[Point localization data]
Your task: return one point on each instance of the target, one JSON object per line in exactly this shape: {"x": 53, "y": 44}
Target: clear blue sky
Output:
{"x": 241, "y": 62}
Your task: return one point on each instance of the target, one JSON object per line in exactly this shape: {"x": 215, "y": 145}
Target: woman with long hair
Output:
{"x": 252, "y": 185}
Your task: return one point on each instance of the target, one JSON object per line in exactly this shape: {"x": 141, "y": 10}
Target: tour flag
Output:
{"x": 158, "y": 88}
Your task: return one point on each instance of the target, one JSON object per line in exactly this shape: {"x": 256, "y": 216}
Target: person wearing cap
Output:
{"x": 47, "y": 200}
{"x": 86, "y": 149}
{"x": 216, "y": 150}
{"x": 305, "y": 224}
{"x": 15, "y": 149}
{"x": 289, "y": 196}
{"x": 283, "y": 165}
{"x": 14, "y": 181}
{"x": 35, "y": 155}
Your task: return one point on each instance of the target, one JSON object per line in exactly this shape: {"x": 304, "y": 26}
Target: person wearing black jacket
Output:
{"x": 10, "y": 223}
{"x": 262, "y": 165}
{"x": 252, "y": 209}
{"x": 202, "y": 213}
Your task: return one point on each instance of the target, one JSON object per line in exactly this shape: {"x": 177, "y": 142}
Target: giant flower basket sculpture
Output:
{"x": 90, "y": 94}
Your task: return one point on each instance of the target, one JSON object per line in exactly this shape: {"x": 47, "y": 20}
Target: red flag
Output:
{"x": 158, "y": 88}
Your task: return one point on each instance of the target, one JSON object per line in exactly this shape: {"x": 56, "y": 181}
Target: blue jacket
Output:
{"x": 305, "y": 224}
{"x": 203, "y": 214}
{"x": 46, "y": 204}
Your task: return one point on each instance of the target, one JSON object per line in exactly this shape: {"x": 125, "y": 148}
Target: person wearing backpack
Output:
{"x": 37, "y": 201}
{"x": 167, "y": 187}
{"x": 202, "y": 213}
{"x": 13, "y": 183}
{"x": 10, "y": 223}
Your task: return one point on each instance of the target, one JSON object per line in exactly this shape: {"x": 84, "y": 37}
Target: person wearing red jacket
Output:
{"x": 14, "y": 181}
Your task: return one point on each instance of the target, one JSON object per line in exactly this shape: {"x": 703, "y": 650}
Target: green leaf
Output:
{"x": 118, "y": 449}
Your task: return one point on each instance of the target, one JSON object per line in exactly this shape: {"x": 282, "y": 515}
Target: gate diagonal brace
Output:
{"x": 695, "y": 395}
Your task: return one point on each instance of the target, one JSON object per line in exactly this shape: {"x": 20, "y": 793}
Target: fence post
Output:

EXERCISE AIM: Reproduce the complete data exactly as presented above.

OUTPUT OF THE EXERCISE:
Your task: return one point on each instance of the target, one JSON object per line in exactly this shape: {"x": 53, "y": 44}
Target: clear blue sky
Output:
{"x": 241, "y": 62}
Your task: return one point on each instance of the target, one JSON object per line in exactly this shape: {"x": 215, "y": 145}
Target: woman with long hair
Output:
{"x": 252, "y": 185}
Your task: return one point on each instance of the target, one JSON object per line in exactly this shape: {"x": 141, "y": 10}
Target: tour flag
Output:
{"x": 158, "y": 88}
Your task: return one point on each instance of the target, one JSON object per line in exactly this shape: {"x": 256, "y": 216}
Target: person wearing cap
Output:
{"x": 47, "y": 200}
{"x": 86, "y": 149}
{"x": 216, "y": 150}
{"x": 305, "y": 224}
{"x": 15, "y": 149}
{"x": 289, "y": 196}
{"x": 283, "y": 165}
{"x": 14, "y": 181}
{"x": 35, "y": 155}
Your task: return one point on each instance of the target, one JSON object per line in exactly this shape: {"x": 304, "y": 26}
Target: person wearing black jacket
Output:
{"x": 10, "y": 223}
{"x": 262, "y": 165}
{"x": 252, "y": 209}
{"x": 202, "y": 213}
Your task: return one point on each instance of the target, one JSON object per line in exactly this shape: {"x": 177, "y": 142}
Target: giant flower basket sculpture
Output:
{"x": 90, "y": 94}
Your task: return one point on each instance of the target, one JSON object per line in exactly this shape: {"x": 47, "y": 20}
Target: red flag
Output:
{"x": 158, "y": 88}
Your task: return one point on each instance of the target, one JSON object per line in exactly this shape: {"x": 56, "y": 181}
Target: blue jacket
Output:
{"x": 305, "y": 224}
{"x": 203, "y": 214}
{"x": 46, "y": 204}
Your task: return one point on each instance of the target, one JSON object per line in exactly this shape: {"x": 125, "y": 148}
Target: person wearing backpack
Output:
{"x": 37, "y": 201}
{"x": 167, "y": 187}
{"x": 202, "y": 213}
{"x": 13, "y": 183}
{"x": 10, "y": 223}
Your task: return one point on each instance of the target, one JSON object per line in exactly this shape: {"x": 84, "y": 37}
Target: person wearing red jacket
Output:
{"x": 14, "y": 181}
Your task: return one point on each instance of the target, one JSON object per line in exactly this shape: {"x": 703, "y": 650}
Target: green leaf
Output:
{"x": 118, "y": 449}
Your task: return one point on each instance of the target, one JSON object per line in exactly this shape: {"x": 282, "y": 515}
Target: gate diagonal brace
Output:
{"x": 695, "y": 395}
Your task: return one point on each instance of the target, one JSON object per line in exactly this shape: {"x": 20, "y": 793}
Target: fence post
Output:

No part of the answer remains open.